**Exercise details:** List every different money amount given in the Eckerd story below, each one only once.

Karmic Comeuppance at Eckerd

Yesterday, on the way home from work, I stopped at my local Eckerd pharmacy to get some trash bags. As usual, Eckerd didn’t have the type of trash bags I was looking for. But, as usual, Eckerd did tempt me to buy something that I hadn’t intended to. In this case, it was four cans of Bush baked beans for the iminently reasonable price of $5.

So, I awkardly scooped up four cans of beans and headed for the register. But, on the way there I was sidetracked once again. This time, I perchanced to notice that bags of Andy Capp Fries were being sold for just 49 cents a bag. This excited me greatly, but this excitement turned to disappointment when I looked at their selection and only saw Cheddar Fries. I wanted Hot Fries! So, while cradling four cans of baked beans in my left arm, I started to shuffle through bags of Andy Capp fries in search of the elusive Hot. In doing so, I knocked a bag of Cheddar fries to the ground.

After a few seconds of searching through bags of Cheddar, I saw what I was looking for: Hot Fries! In my haste to grab the Hot Fries, however, I dropped a can of baked beans onto the bag of Cheddar Fries that I had knocked to the ground a few moments earlier. The can of beans not only crushed the Cheddar Fries, but split open the bag as well.

Quite simply, I had destroyed this bag of Cheddar Fries. No one else would be able to buy it, and therefore the responsibility to purchase the damaged product fell to me and me alone. But instead of doing so, I simply picked up the bag of Cheddar Fries and laid it across the bottom shelf for someone else to discover. I then walked nonchalantly to the register with four cans of beans and a bag of pristine-condition Andy Capp Hot Fries. I felt bad about my laziness and dishonesty, but apparently this guilt was preferable to taking the crushed and split open bag of Cheddar Fries to the register and explaing the situation.

 Ah, but as I soon learned, one cannot escape God. When the clerk rang up my cans of baked beans, they came up not as four for $5, but at their normal price of $1.39 per can. Therefore, my final total was 56 cents more than it should have been.

Or was it? Upon second thought, I realized that 56 cents was exactly what I owed Eckerd for my transgression regarding the crushed Cheddar Fries: 49 cents for the product itself, and 7 cents for my laziness and dishonesty. So, everything worked out fine in the end, and I left the Eckerd secure in the knowledge that the next time I dropped a can of baked beans on a bag of Cheddar Fries, I would handle the situation differently.

2 responses to “Karmic Comeuppance at Eckerd

  1. this would never happen at walgreens.

**Data:**
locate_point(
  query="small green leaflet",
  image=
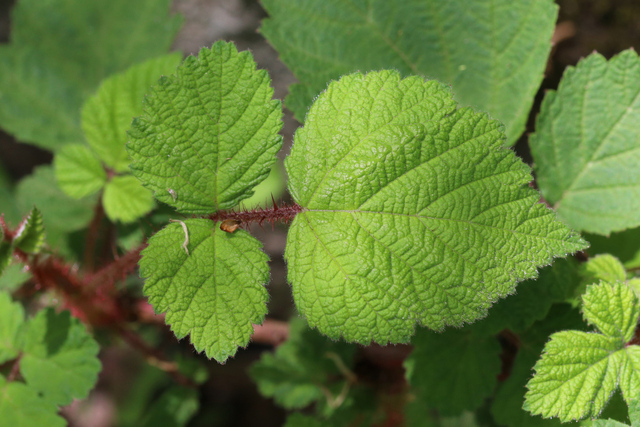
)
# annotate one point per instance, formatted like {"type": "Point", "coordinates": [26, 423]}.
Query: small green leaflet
{"type": "Point", "coordinates": [22, 406]}
{"type": "Point", "coordinates": [213, 294]}
{"type": "Point", "coordinates": [30, 235]}
{"type": "Point", "coordinates": [586, 144]}
{"type": "Point", "coordinates": [493, 52]}
{"type": "Point", "coordinates": [107, 115]}
{"type": "Point", "coordinates": [579, 371]}
{"type": "Point", "coordinates": [412, 211]}
{"type": "Point", "coordinates": [209, 133]}
{"type": "Point", "coordinates": [59, 357]}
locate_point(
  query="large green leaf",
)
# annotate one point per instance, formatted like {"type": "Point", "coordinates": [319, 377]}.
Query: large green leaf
{"type": "Point", "coordinates": [586, 147]}
{"type": "Point", "coordinates": [107, 115]}
{"type": "Point", "coordinates": [215, 292]}
{"type": "Point", "coordinates": [493, 52]}
{"type": "Point", "coordinates": [412, 212]}
{"type": "Point", "coordinates": [60, 357]}
{"type": "Point", "coordinates": [208, 134]}
{"type": "Point", "coordinates": [579, 371]}
{"type": "Point", "coordinates": [61, 50]}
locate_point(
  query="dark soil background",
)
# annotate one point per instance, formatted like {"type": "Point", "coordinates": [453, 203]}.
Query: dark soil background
{"type": "Point", "coordinates": [230, 398]}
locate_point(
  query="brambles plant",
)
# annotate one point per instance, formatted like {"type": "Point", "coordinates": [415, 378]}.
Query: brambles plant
{"type": "Point", "coordinates": [411, 220]}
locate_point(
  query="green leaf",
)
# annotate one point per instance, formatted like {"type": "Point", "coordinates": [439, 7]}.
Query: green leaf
{"type": "Point", "coordinates": [174, 408]}
{"type": "Point", "coordinates": [60, 213]}
{"type": "Point", "coordinates": [6, 253]}
{"type": "Point", "coordinates": [21, 406]}
{"type": "Point", "coordinates": [107, 115]}
{"type": "Point", "coordinates": [30, 236]}
{"type": "Point", "coordinates": [125, 199]}
{"type": "Point", "coordinates": [613, 309]}
{"type": "Point", "coordinates": [13, 277]}
{"type": "Point", "coordinates": [78, 171]}
{"type": "Point", "coordinates": [215, 293]}
{"type": "Point", "coordinates": [585, 146]}
{"type": "Point", "coordinates": [11, 328]}
{"type": "Point", "coordinates": [209, 133]}
{"type": "Point", "coordinates": [533, 299]}
{"type": "Point", "coordinates": [493, 52]}
{"type": "Point", "coordinates": [61, 50]}
{"type": "Point", "coordinates": [372, 253]}
{"type": "Point", "coordinates": [301, 368]}
{"type": "Point", "coordinates": [507, 402]}
{"type": "Point", "coordinates": [453, 371]}
{"type": "Point", "coordinates": [59, 357]}
{"type": "Point", "coordinates": [604, 267]}
{"type": "Point", "coordinates": [579, 371]}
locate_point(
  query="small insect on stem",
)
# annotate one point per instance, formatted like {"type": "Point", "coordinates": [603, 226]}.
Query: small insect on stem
{"type": "Point", "coordinates": [186, 234]}
{"type": "Point", "coordinates": [230, 225]}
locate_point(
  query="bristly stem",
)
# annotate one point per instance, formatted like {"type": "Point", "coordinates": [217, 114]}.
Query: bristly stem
{"type": "Point", "coordinates": [284, 213]}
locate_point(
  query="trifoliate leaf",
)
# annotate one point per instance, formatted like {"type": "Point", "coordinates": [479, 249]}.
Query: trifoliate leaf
{"type": "Point", "coordinates": [174, 408]}
{"type": "Point", "coordinates": [492, 53]}
{"type": "Point", "coordinates": [215, 292]}
{"type": "Point", "coordinates": [579, 371]}
{"type": "Point", "coordinates": [13, 277]}
{"type": "Point", "coordinates": [623, 245]}
{"type": "Point", "coordinates": [30, 236]}
{"type": "Point", "coordinates": [303, 369]}
{"type": "Point", "coordinates": [107, 115]}
{"type": "Point", "coordinates": [453, 371]}
{"type": "Point", "coordinates": [208, 134]}
{"type": "Point", "coordinates": [413, 210]}
{"type": "Point", "coordinates": [59, 357]}
{"type": "Point", "coordinates": [125, 200]}
{"type": "Point", "coordinates": [586, 144]}
{"type": "Point", "coordinates": [21, 406]}
{"type": "Point", "coordinates": [78, 171]}
{"type": "Point", "coordinates": [61, 50]}
{"type": "Point", "coordinates": [11, 327]}
{"type": "Point", "coordinates": [604, 267]}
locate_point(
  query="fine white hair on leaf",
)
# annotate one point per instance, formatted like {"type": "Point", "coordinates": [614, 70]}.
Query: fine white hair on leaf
{"type": "Point", "coordinates": [186, 234]}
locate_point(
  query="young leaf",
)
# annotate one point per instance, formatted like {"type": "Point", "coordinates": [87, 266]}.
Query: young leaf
{"type": "Point", "coordinates": [209, 133]}
{"type": "Point", "coordinates": [61, 50]}
{"type": "Point", "coordinates": [579, 371]}
{"type": "Point", "coordinates": [493, 53]}
{"type": "Point", "coordinates": [125, 200]}
{"type": "Point", "coordinates": [78, 171]}
{"type": "Point", "coordinates": [59, 357]}
{"type": "Point", "coordinates": [453, 371]}
{"type": "Point", "coordinates": [302, 367]}
{"type": "Point", "coordinates": [215, 292]}
{"type": "Point", "coordinates": [585, 146]}
{"type": "Point", "coordinates": [11, 328]}
{"type": "Point", "coordinates": [30, 236]}
{"type": "Point", "coordinates": [107, 115]}
{"type": "Point", "coordinates": [21, 406]}
{"type": "Point", "coordinates": [412, 212]}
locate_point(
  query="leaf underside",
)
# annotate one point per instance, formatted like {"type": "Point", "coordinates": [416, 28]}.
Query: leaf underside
{"type": "Point", "coordinates": [412, 211]}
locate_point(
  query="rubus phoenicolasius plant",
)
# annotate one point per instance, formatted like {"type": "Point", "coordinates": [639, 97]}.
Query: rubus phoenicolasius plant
{"type": "Point", "coordinates": [411, 220]}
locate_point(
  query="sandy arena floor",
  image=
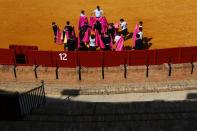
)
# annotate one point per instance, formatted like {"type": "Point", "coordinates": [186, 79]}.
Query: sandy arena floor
{"type": "Point", "coordinates": [170, 23]}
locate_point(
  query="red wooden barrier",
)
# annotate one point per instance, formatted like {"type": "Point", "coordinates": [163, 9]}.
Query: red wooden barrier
{"type": "Point", "coordinates": [171, 55]}
{"type": "Point", "coordinates": [188, 54]}
{"type": "Point", "coordinates": [137, 57]}
{"type": "Point", "coordinates": [114, 58]}
{"type": "Point", "coordinates": [43, 58]}
{"type": "Point", "coordinates": [90, 58]}
{"type": "Point", "coordinates": [64, 59]}
{"type": "Point", "coordinates": [21, 49]}
{"type": "Point", "coordinates": [7, 57]}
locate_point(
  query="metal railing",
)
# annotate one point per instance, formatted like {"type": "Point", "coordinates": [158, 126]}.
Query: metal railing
{"type": "Point", "coordinates": [32, 99]}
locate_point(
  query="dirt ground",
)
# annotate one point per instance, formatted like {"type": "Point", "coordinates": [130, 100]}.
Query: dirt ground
{"type": "Point", "coordinates": [170, 23]}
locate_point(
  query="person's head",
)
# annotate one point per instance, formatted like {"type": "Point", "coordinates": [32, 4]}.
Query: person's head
{"type": "Point", "coordinates": [82, 12]}
{"type": "Point", "coordinates": [140, 29]}
{"type": "Point", "coordinates": [140, 23]}
{"type": "Point", "coordinates": [121, 20]}
{"type": "Point", "coordinates": [98, 7]}
{"type": "Point", "coordinates": [137, 35]}
{"type": "Point", "coordinates": [53, 23]}
{"type": "Point", "coordinates": [92, 36]}
{"type": "Point", "coordinates": [67, 22]}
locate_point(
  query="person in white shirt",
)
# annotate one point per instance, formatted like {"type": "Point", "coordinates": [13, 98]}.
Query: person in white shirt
{"type": "Point", "coordinates": [92, 43]}
{"type": "Point", "coordinates": [140, 33]}
{"type": "Point", "coordinates": [123, 25]}
{"type": "Point", "coordinates": [98, 12]}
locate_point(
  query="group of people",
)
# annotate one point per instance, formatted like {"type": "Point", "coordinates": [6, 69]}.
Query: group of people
{"type": "Point", "coordinates": [96, 33]}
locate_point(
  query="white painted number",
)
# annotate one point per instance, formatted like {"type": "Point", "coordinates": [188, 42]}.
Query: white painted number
{"type": "Point", "coordinates": [63, 56]}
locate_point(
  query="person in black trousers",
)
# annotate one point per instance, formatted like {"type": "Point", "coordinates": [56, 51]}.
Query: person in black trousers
{"type": "Point", "coordinates": [71, 43]}
{"type": "Point", "coordinates": [106, 40]}
{"type": "Point", "coordinates": [68, 28]}
{"type": "Point", "coordinates": [55, 28]}
{"type": "Point", "coordinates": [138, 43]}
{"type": "Point", "coordinates": [97, 26]}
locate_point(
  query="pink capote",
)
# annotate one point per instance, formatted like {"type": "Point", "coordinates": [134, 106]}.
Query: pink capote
{"type": "Point", "coordinates": [98, 40]}
{"type": "Point", "coordinates": [116, 26]}
{"type": "Point", "coordinates": [136, 30]}
{"type": "Point", "coordinates": [86, 37]}
{"type": "Point", "coordinates": [103, 24]}
{"type": "Point", "coordinates": [92, 21]}
{"type": "Point", "coordinates": [111, 42]}
{"type": "Point", "coordinates": [78, 42]}
{"type": "Point", "coordinates": [82, 21]}
{"type": "Point", "coordinates": [120, 44]}
{"type": "Point", "coordinates": [58, 37]}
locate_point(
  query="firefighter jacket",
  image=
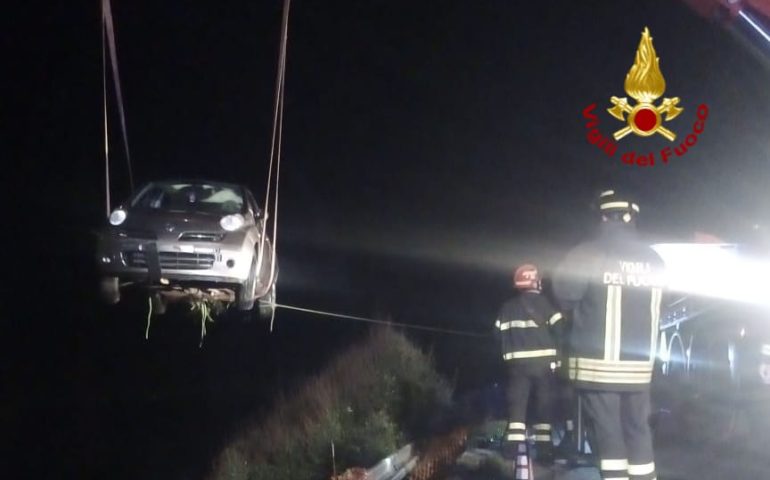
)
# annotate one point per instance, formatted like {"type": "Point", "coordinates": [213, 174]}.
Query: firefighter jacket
{"type": "Point", "coordinates": [523, 325]}
{"type": "Point", "coordinates": [613, 285]}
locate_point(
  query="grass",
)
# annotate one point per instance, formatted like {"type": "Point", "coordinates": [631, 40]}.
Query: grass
{"type": "Point", "coordinates": [369, 401]}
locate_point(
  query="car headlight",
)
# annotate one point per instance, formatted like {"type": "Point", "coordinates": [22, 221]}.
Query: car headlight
{"type": "Point", "coordinates": [118, 216]}
{"type": "Point", "coordinates": [232, 222]}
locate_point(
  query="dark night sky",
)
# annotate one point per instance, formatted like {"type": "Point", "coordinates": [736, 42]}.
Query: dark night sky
{"type": "Point", "coordinates": [428, 145]}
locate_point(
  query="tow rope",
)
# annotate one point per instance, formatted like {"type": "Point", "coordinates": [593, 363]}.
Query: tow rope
{"type": "Point", "coordinates": [108, 45]}
{"type": "Point", "coordinates": [275, 154]}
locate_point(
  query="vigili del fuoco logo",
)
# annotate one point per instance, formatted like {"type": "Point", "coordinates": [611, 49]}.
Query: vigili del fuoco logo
{"type": "Point", "coordinates": [644, 115]}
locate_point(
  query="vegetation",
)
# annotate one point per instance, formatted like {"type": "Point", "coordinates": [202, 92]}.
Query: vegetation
{"type": "Point", "coordinates": [369, 401]}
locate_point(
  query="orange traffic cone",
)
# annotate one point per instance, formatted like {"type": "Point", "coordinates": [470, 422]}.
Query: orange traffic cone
{"type": "Point", "coordinates": [523, 468]}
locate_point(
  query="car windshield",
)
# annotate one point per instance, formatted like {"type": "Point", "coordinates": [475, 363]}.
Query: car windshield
{"type": "Point", "coordinates": [191, 197]}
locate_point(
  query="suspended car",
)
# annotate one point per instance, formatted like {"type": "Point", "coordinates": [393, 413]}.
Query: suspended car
{"type": "Point", "coordinates": [196, 239]}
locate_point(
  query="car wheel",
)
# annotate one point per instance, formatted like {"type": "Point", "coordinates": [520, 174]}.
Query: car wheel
{"type": "Point", "coordinates": [158, 304]}
{"type": "Point", "coordinates": [267, 304]}
{"type": "Point", "coordinates": [109, 290]}
{"type": "Point", "coordinates": [246, 297]}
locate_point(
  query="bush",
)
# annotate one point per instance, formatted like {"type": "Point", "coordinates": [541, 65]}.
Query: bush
{"type": "Point", "coordinates": [369, 401]}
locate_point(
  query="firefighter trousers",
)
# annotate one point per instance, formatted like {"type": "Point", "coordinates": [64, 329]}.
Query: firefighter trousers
{"type": "Point", "coordinates": [523, 384]}
{"type": "Point", "coordinates": [621, 433]}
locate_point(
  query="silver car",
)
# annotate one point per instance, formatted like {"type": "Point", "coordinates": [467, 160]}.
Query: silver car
{"type": "Point", "coordinates": [188, 238]}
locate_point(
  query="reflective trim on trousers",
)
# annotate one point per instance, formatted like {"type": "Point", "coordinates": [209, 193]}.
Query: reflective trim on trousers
{"type": "Point", "coordinates": [549, 352]}
{"type": "Point", "coordinates": [641, 470]}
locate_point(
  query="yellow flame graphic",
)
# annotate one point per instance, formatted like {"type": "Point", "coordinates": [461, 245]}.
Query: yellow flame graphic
{"type": "Point", "coordinates": [645, 82]}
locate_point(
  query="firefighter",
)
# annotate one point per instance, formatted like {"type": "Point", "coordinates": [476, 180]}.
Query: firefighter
{"type": "Point", "coordinates": [612, 285]}
{"type": "Point", "coordinates": [529, 351]}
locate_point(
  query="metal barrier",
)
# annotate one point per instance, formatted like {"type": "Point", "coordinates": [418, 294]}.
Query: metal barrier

**Answer to the exercise:** $5, 49 cents, $1.39, 56 cents, 7 cents